SOURCE INFORMATION:
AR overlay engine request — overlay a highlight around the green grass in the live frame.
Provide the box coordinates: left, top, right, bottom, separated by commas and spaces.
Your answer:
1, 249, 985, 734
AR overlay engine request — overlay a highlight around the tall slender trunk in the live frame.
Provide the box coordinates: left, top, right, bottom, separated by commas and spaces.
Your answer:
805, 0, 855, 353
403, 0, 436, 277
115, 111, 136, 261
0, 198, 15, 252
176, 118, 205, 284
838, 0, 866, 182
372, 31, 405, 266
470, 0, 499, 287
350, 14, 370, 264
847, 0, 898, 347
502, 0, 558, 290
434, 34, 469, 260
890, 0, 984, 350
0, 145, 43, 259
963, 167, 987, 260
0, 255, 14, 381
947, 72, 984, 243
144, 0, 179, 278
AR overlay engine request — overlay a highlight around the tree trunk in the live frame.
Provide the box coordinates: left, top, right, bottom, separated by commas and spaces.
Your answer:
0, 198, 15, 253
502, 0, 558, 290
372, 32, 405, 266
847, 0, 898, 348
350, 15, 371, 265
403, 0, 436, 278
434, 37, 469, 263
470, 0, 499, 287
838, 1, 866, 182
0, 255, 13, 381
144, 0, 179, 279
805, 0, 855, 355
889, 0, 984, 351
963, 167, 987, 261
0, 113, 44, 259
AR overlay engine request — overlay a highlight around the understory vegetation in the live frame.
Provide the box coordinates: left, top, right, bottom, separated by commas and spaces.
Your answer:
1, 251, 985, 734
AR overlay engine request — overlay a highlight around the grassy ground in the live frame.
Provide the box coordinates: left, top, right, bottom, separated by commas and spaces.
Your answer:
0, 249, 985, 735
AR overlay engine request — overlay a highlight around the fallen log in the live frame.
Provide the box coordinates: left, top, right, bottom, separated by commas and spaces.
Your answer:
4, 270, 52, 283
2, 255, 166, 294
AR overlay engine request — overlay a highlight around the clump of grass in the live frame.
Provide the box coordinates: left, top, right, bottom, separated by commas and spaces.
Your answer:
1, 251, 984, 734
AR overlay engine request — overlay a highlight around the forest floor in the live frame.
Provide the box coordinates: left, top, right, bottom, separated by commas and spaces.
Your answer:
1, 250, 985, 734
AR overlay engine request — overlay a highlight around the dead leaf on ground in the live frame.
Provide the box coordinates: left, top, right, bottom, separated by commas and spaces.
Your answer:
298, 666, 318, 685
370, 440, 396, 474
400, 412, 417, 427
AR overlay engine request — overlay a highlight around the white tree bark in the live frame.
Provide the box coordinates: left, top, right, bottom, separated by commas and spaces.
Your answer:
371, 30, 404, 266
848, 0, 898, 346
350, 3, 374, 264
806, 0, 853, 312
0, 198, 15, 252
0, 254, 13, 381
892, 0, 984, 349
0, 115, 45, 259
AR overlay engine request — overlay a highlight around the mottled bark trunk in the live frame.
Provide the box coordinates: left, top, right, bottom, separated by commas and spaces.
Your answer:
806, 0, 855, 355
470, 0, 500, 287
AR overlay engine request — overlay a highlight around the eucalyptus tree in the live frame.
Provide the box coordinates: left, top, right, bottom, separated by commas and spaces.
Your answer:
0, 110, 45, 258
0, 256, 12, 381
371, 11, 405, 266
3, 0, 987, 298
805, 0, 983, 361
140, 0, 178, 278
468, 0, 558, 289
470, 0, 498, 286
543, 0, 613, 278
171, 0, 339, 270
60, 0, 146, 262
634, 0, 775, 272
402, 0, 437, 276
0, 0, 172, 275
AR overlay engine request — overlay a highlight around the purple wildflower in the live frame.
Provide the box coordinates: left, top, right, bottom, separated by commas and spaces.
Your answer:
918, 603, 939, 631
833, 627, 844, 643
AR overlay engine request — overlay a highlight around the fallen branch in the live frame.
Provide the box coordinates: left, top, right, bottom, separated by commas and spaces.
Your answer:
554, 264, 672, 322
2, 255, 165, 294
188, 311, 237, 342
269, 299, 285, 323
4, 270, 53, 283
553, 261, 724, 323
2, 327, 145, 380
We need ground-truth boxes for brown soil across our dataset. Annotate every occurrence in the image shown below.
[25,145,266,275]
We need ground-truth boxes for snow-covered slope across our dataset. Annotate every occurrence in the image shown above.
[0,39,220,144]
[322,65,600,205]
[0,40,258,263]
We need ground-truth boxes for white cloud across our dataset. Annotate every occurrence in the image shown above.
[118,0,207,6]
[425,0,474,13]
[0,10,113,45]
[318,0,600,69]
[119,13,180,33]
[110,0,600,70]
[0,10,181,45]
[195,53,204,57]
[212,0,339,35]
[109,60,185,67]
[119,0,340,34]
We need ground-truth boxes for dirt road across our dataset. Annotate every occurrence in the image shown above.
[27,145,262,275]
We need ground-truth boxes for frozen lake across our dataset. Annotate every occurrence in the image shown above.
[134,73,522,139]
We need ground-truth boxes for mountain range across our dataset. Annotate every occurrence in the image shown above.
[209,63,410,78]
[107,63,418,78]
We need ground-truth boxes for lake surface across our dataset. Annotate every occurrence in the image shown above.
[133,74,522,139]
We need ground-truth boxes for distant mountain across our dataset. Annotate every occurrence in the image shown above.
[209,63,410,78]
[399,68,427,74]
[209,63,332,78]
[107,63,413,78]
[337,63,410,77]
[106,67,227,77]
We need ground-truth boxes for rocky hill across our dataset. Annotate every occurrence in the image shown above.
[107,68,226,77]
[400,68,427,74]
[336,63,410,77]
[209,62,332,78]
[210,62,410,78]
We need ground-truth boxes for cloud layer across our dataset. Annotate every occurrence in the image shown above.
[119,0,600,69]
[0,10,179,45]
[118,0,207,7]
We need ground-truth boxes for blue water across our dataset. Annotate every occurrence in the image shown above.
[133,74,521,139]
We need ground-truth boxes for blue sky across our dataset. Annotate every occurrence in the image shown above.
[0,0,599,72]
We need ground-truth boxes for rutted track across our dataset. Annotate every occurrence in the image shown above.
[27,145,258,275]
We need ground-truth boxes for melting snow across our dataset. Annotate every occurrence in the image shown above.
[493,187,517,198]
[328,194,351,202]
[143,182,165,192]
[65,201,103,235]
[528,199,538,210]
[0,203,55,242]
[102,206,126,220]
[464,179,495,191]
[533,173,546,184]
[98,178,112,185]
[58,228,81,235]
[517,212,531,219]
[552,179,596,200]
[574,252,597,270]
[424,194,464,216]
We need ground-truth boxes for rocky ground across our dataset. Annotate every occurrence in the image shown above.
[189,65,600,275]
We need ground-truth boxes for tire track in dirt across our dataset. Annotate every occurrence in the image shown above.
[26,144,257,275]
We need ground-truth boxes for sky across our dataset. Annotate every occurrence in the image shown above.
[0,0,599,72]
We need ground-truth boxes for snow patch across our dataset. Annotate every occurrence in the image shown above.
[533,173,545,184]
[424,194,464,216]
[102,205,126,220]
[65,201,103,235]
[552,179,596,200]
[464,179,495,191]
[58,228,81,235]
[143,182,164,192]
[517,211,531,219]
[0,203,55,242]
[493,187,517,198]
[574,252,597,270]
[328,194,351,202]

EXERCISE: Start to finish, output the whole listing exactly.

RESPONSE AREA:
AR overlay engine request — overlay a highlight around the green grass in the live frame.
Provide the box coordinates: left, top, right, bottom, separated by commas and spaces.
Your answer:
1, 249, 985, 734
AR overlay engine request — overlay a highlight around the tall slender trunk in the live frame.
Provide the box coordinates: left, top, right, bottom, separated by commas and spaces.
Your answer:
805, 0, 855, 353
403, 0, 436, 277
115, 111, 136, 261
0, 198, 15, 252
176, 118, 205, 284
838, 0, 866, 182
372, 31, 405, 266
470, 0, 499, 287
350, 14, 370, 264
847, 0, 898, 347
502, 0, 558, 290
434, 34, 469, 260
890, 0, 984, 350
0, 145, 43, 259
963, 167, 987, 260
0, 255, 14, 381
947, 72, 984, 243
144, 0, 179, 278
AR overlay engine request — overlay a highlight around the tree trunk in the live frame.
Provide the box coordinates: left, top, right, bottom, separated by commas and spaces.
Your answer:
0, 198, 15, 253
502, 0, 558, 290
372, 32, 405, 266
847, 0, 898, 348
350, 15, 371, 265
403, 0, 436, 278
434, 37, 469, 263
470, 0, 499, 287
838, 1, 866, 182
0, 255, 13, 381
144, 0, 179, 279
805, 0, 855, 355
889, 0, 984, 351
963, 167, 987, 261
0, 113, 44, 259
AR overlay engine request — overlay a highlight around the understory vegetation in the live frame.
Provide the box coordinates: left, top, right, bottom, separated by commas and spaces.
Your answer:
1, 251, 985, 734
AR overlay engine request — overlay a highlight around the grassy ground in the live frame.
Provide the box coordinates: left, top, right, bottom, separated by commas and spaces.
Your answer:
0, 249, 985, 735
AR overlay engine request — overlay a highlight around the fallen log in the live frame.
Provide the box coordinates: left, top, right, bottom, separated by commas and spaces.
Your answer:
4, 270, 52, 283
2, 255, 166, 294
AR overlay engine request — overlay a highlight around the clump of grass in the live frame.
Provide the box coordinates: left, top, right, bottom, separated by commas and spaces.
Your answer:
1, 251, 984, 734
AR overlay engine request — overlay a highlight around the forest floor in the live frame.
Provide the box coordinates: left, top, right, bottom, separated by commas and spaces.
Your answer:
1, 250, 985, 734
AR overlay engine request — overlay a highlight around the dead leaf on ground in the live frame.
Provide the box coordinates: left, top, right, bottom, separated by commas and spaces.
Your answer:
298, 666, 318, 685
370, 440, 396, 474
400, 412, 417, 427
AR overlay engine request — overlay a highlight around the white tree bark in the live frame.
Provide the box coordinates: left, top, right, bottom, separated by commas and spaces.
Your answer:
371, 30, 404, 266
848, 0, 898, 346
350, 3, 374, 264
806, 0, 853, 312
0, 198, 15, 252
0, 254, 13, 381
892, 0, 984, 349
0, 115, 45, 259
AR overlay engine request — overlay a highlight around the mottled bark trunk in the live frame.
Provide the box coordinates: left, top, right, bottom, separated by commas and spaces.
Your answer:
806, 0, 855, 355
470, 0, 500, 287
AR overlay engine request — overlay a highlight around the eucalyptus tree in the live frame.
Provide the box coordinates: left, top, right, bottom, separated by commas and spaces.
Your answer:
0, 110, 45, 258
0, 256, 12, 381
371, 11, 405, 266
3, 0, 987, 298
805, 0, 983, 361
140, 0, 178, 278
468, 0, 558, 289
470, 0, 498, 286
543, 0, 613, 278
171, 0, 339, 270
60, 0, 146, 262
634, 0, 775, 272
402, 0, 437, 276
0, 0, 172, 275
AR overlay engine request — overlay a highlight around the purple wildflower in the live frame.
Provide the box coordinates: left, top, right, bottom, separated by commas and spaces.
Your answer:
918, 603, 939, 631
833, 627, 844, 643
AR overlay engine request — overlay a highlight around the fallen branch in the live frame.
Provide the box coordinates: left, top, right, bottom, separated by commas and spaces.
Your answer:
554, 264, 672, 322
2, 255, 165, 294
188, 311, 237, 342
269, 299, 285, 323
4, 270, 53, 283
553, 261, 724, 323
2, 327, 145, 380
We need ground-truth boxes for brown soil across our dataset. Annotate every occurrence in the image shown below.
[25,145,266,275]
We need ground-truth boxes for snow-covered slope across our dataset. Annotate every occurrence in the image shown above.
[0,39,220,144]
[322,65,600,205]
[0,40,258,263]
We need ground-truth boxes for white cloud across our dataset. Annotate every occurrence in the image shown above.
[118,0,207,6]
[425,0,474,13]
[0,10,113,45]
[318,0,600,69]
[119,13,180,33]
[110,0,600,70]
[0,10,181,45]
[195,53,204,57]
[212,0,339,35]
[109,60,185,67]
[119,0,340,34]
We need ground-truth boxes for dirt road across our dataset. Annotate every occurrence in the image shown above.
[27,145,262,275]
We need ground-truth boxes for frozen lake across our dataset. Annotate every occurrence in the image shown above.
[134,73,522,139]
We need ground-truth boxes for mountain range across our dataset. Annotate every occurrence in the image shown above.
[209,63,410,78]
[107,63,418,78]
We need ground-truth boxes for lake surface across our dataset. Annotate every occurrence in the image shown above.
[133,74,522,139]
We need ground-truth boxes for distant mountain across our dataset. Annotate every occurrence in the image shown above.
[209,63,410,78]
[399,68,427,74]
[209,63,332,78]
[107,63,413,78]
[337,63,410,77]
[106,67,227,77]
We need ground-truth boxes for rocky hill across our dataset. Annotate every occurrence in the image shown above.
[107,68,226,77]
[400,68,427,74]
[336,63,410,77]
[209,62,332,78]
[210,62,410,78]
We need ground-truth boxes for cloud layer across our dataset. Annotate every occurrence in the image shown above.
[119,0,600,69]
[0,10,179,45]
[118,0,207,7]
We need ground-truth boxes for blue water across our dataset. Annotate every occurrence in the image shown above.
[133,74,521,139]
We need ground-truth boxes for blue sky across our dataset. Annotate every occurrence in the image shown above.
[0,0,599,72]
We need ground-truth boxes for rutted track across our dataset. Annotate every occurrence in the image shown above.
[27,145,258,275]
We need ground-truth boxes for melting snow across our dataset. Annotate every occurrence in the image shown above.
[493,187,517,198]
[328,194,351,202]
[143,182,165,192]
[65,201,103,235]
[528,199,538,210]
[0,203,55,242]
[102,206,126,220]
[464,179,495,191]
[533,173,546,184]
[98,178,112,185]
[58,228,81,235]
[517,212,531,219]
[552,179,596,200]
[574,252,597,270]
[424,194,464,216]
We need ground-truth boxes for rocky ground across our dataset. Annotate every occurrence in the image shown above.
[189,65,600,275]
We need ground-truth boxes for tire track in dirt across our dataset. Annotate every occurrence in the image shown above.
[26,144,257,275]
We need ground-truth boxes for sky across our dataset. Annotate every occurrence in the image shown above.
[0,0,599,72]
We need ground-truth boxes for snow patch across our dataset. Annotate every occurrence in the image shown above.
[533,173,545,184]
[424,194,464,216]
[102,205,126,220]
[65,201,103,235]
[552,179,596,200]
[464,179,495,191]
[58,228,81,235]
[143,182,164,192]
[517,211,531,219]
[0,203,55,242]
[493,187,517,198]
[574,252,597,270]
[328,194,351,202]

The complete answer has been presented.